- _Reading text_:

>>

State Management
State is managed in an aggregate. An aggregate can define commands, which may have effect. When they do, the change is recorded and published as an event.
You manage the state by writing reducers for commands. A reducer receives a command and the current state of an aggregate instance. Its task is to calculate the new state. Reducers are supposed to not have side effects. As such, reducers are merely JSON transformations.
Reducers are written in JSLT or as an aggregation pipeline. A JSLT script receives an object with the fields command
and state
. It should return the new state. Scripts are allowed to import other scripts. You should always use relative filenames.
A pipeline receives the same object. Its output becomes the new state.

<<

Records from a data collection

>>

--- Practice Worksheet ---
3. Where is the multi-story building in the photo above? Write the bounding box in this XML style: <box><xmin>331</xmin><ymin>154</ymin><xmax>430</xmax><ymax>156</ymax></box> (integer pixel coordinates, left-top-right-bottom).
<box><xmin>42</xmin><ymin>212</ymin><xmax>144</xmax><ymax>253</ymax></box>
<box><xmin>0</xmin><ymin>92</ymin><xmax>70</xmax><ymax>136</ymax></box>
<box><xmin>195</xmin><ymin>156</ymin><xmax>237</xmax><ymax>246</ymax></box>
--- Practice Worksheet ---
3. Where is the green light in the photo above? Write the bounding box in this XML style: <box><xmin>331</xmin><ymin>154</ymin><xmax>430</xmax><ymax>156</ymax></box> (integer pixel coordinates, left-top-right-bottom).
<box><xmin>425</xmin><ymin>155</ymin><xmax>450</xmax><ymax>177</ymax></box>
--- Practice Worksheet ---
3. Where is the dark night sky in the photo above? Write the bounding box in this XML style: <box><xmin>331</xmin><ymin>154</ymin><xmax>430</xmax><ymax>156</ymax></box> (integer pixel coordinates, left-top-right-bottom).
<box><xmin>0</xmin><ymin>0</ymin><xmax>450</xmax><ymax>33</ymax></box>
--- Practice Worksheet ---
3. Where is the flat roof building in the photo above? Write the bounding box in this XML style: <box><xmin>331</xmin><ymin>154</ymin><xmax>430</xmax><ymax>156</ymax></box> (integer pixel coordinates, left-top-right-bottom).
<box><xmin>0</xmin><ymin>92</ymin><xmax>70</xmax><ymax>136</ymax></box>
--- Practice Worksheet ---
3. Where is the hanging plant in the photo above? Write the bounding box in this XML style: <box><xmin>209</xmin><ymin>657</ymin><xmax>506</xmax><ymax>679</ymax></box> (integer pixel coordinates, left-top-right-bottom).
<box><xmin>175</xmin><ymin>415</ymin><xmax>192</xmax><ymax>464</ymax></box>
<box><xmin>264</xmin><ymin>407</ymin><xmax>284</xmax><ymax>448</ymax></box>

<<

- _Required actions_:
1. Answer these questions about the state management text:
(a) What are reducers supposed to not have?
(b) In which two forms can reducers be written?
(c) What kind of filenames should you always use when scripts import other scripts?
2. Write the next part of the state management text, starting after its final sentence.
You will not need the listing for any of this.

- _The replies_:
1.
(a) Side effects.
(b) In JSLT or as an aggregation pipeline.
(c) Relative filenames.

2.
Aggregate Parts
An aggregate application part has the following fields:
Field | Mandatory | Description |
---|---|---|
aggregateType | Yes | The name of the aggregate. Usually is it composed as <app>-<type> . |
commands | No | A JSON object where the keys are the command names. If no commands are given only the built-in commands put , delete and patch will be available. |
environment | No | The environment for the aggregate. This will be used for Kafka topic suffixes. |
preprocessor | No | A pipeline that pre-processes commands before they are reduced. With this you can avoid adding another public Kafka topic in front of the command topic. |
type | Yes | The value is always aggregate . |
uniqueExpression | No | A MongoDB expression that is executed on aggregate instances. This expresses the uniqueness of aggregate instances based on some criterion. If you use this feature then you must make sure all commands also have the fields that constitute the unique expression. |
Commands have the following fields:
Field | Mandatory | Description |
---|---|---|
preprocessor | No | A pipeline that pre-processes commands with this name before they are reduced. With this you can avoid adding another public Kafka topic in front of the command topic. |
reducer | Yes | It can be the filename of a JSLT script, which may be relative. It receives a JSON object with the fields command and state . The generated object will be used as the new state. It can also be a pipeline, which also receives JSON objects with the fields command and state . The output of the pipeline becomes the new state. |
validator | No | A command validator. The value of the field must be a filename, which may be relative. If an expression wants to refer to the current state of an aggregate instance it can use the field _state . |
An aggregate creates the streams with the names <app>-<type>-aggregate
, <app>-<type>-command
, <app>-<type>-event
, <app>-<type>-event-full
and <app>-<type>-reply
. They correspond to the Kafka topics of an aggregate. You can connect to those streams in other parts of the application.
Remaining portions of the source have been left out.